Point labeling records

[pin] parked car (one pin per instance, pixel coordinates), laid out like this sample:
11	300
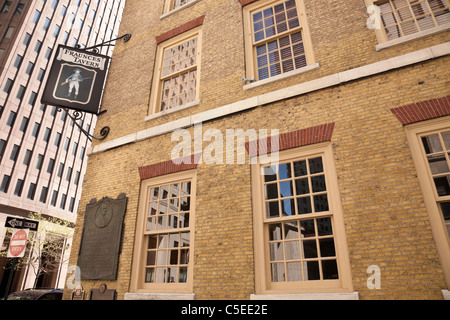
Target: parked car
37	294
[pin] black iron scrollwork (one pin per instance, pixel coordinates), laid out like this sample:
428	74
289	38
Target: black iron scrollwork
77	115
108	43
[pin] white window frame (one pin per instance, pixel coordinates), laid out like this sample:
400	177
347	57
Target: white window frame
414	132
155	101
263	283
138	284
382	39
250	47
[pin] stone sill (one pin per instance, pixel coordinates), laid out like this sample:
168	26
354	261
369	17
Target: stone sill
158	296
169	111
282	76
307	296
412	37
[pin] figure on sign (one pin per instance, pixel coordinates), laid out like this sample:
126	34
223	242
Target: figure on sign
74	82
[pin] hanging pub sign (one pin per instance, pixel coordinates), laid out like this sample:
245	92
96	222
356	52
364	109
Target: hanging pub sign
76	79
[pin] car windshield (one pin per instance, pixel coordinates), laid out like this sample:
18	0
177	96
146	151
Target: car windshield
26	295
36	294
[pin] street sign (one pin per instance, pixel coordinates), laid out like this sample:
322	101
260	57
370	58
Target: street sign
18	223
18	243
76	79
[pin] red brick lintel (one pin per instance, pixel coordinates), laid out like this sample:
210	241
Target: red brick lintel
424	110
180	29
246	2
167	167
290	140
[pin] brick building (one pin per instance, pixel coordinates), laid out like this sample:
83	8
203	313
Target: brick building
354	96
42	149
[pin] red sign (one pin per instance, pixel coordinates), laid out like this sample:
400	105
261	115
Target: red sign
18	243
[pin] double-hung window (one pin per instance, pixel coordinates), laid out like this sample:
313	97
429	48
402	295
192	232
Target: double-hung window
172	5
299	234
430	146
408	19
176	81
164	236
278	40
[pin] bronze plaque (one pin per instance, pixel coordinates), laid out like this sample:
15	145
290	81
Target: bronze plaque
105	294
101	239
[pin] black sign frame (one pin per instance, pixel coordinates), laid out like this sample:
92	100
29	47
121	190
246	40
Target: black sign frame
76	79
21	223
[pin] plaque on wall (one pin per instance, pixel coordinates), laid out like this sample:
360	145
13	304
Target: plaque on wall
102	293
78	293
101	239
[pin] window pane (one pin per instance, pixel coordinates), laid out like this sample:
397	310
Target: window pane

▶ [AIM] Rewrite the records from the line with "[pin] red sign" through the end of the records, requests included, offsetting every answer coordinate by adding 68. Keep the requests and their sample coordinates unchanged.

▶ [RESPONSE FOR THIS EXERCISE]
[pin] red sign (one pin per instance, pixel coordinates), laid out like this sample:
400	105
261	115
Target: red sign
86	311
[pin] double-hung window (one pin per instance, pixel coordinates), laid out like this sample:
313	97
429	48
402	295
192	232
Target: double-hung window
240	73
367	302
498	214
476	87
244	149
232	304
346	108
[pin] bronze plaque (one pin per instance, pixel coordinates), laid out like this sample:
15	145
290	81
Target: bronze plaque
173	362
169	307
[pin] black sign frame (one pin per instance, pixel coordinates), laid out like this sample:
92	100
29	47
121	190
246	40
Target: black sign frame
144	147
89	291
[pin] plaque on wall (one pin per instance, pixel coordinates), laid out like this sample:
360	145
13	304
Target: plaque on wall
170	361
146	361
169	307
[pin] window pane (one pin per instance, pixel coordinates), laid out like this sample:
397	310
Target: window pane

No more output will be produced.